SELECTED EXCERPT ->
-- Opening Marker --

Case Study 2 : Modern Single Family Office

Case Study 2 : Modern Single Family Office

by Angelo J. Robles, Founder & CEO and Joseph Reilly


The Modern Single Family Office No. 2 is the second in a series of profiles of innovative family offices. We are attempting to capture the attitudes, behavior and characteristics of the newer types of entrepreneurial and active family offices that we see sprouting up, as well as the more established offices that have held the rudder steady for successive generations. The membership of Family Office Association seeks to learn from each other, and is often frustrated by the opacity of the family office world and the paucity of detailed data to be found in family office surveys. The very nature of modern single family offices, the need for privacy and confidentiality, creates a veil over the sharing of best practices, processes and return profiles. We seek to fill this gap with critical insights into individual family offices, provided by our members and for our members, with as little editorial embellishment as possible.

Profile: The family office profiled here was created in 2005 by a successful insurance entrepreneur who joined forces with another family. It is a good example of a true multi -family office, which are exceedingly rare.

Joining Forces in the Modern Single Family Office

In 2005, this office was formed after the sale of an insurance company. That same year, the founder met a dynamic individual sophisticated in finance and entrepreneurial pursuits. Shortly thereafter, this individual was offered an opportunity to head up the family office as its chief investment officer. This individual’s background is unique and perhaps indicative of how wealth creators can join forces and collaborate in an innovative family office.

-- Closing Marker --

DIRECTIONS ->
a) Answer these questions from the family office case study:
(i) Where does this profile fall in its series of family office profiles?
(ii) What kind of business did the founder sell before the office was formed?
(iii) What position was the individual the founder met offered at the family office?
b) Write a continuation of the family office case study, starting after its last sentence.

DATASET CONTENT ->
-- Opening Marker --

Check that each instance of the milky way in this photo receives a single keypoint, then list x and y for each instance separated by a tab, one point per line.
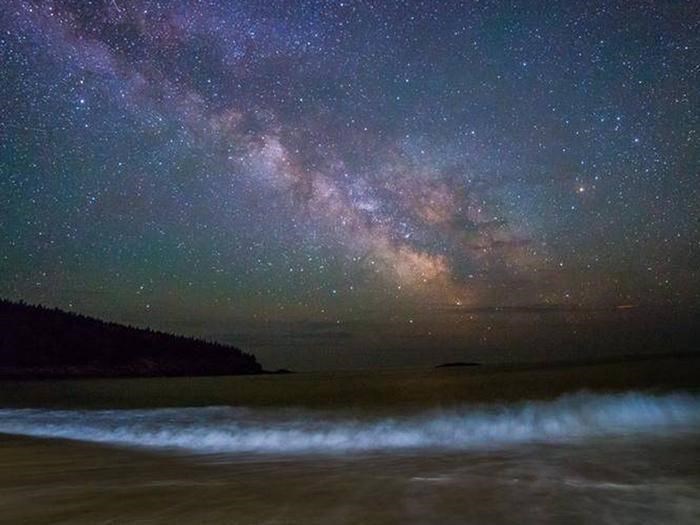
289	175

-- Closing Marker --

ANSWERS TO THE EXERCISES ->
a)
(i) It is the second in the series.
(ii) An insurance company.
(iii) Chief investment officer.

b)
The CIO is a first-generation American and a second generation of wealth, as his father immigrated from Asia to earn a PhD through an Ivy League program in the 1970s and eventually started a medical services company that grew significantly.

The family sold the firm in the 1980s and managed their own assets at the onset. However, as an inexperienced investor, they encountered both investment successes and failures. They became appalled by the lack of transparency and the fees associated with their equity trading. They decided to seed and fund a new firm, which was taken over by the sons, to create a software program that would consolidate all public equities listed on global stock exchanges. In addition, the family also created a broker-dealer and clearing firm. This provided an efficient and cost-effective platform that marketed to active day traders in the late 1990s. The firm profited from the volume of trades made on a low-cost transaction fee basis, and this strong cashflow allowed them to sell the firm for a significant sum in the early part of this century.

This sale positioned the younger of the founder’s two sons to create and direct the family’s own single family office. While the older son worked on direct private deals, the younger son—who later became CIO of the family office profiled here— focused on public securities.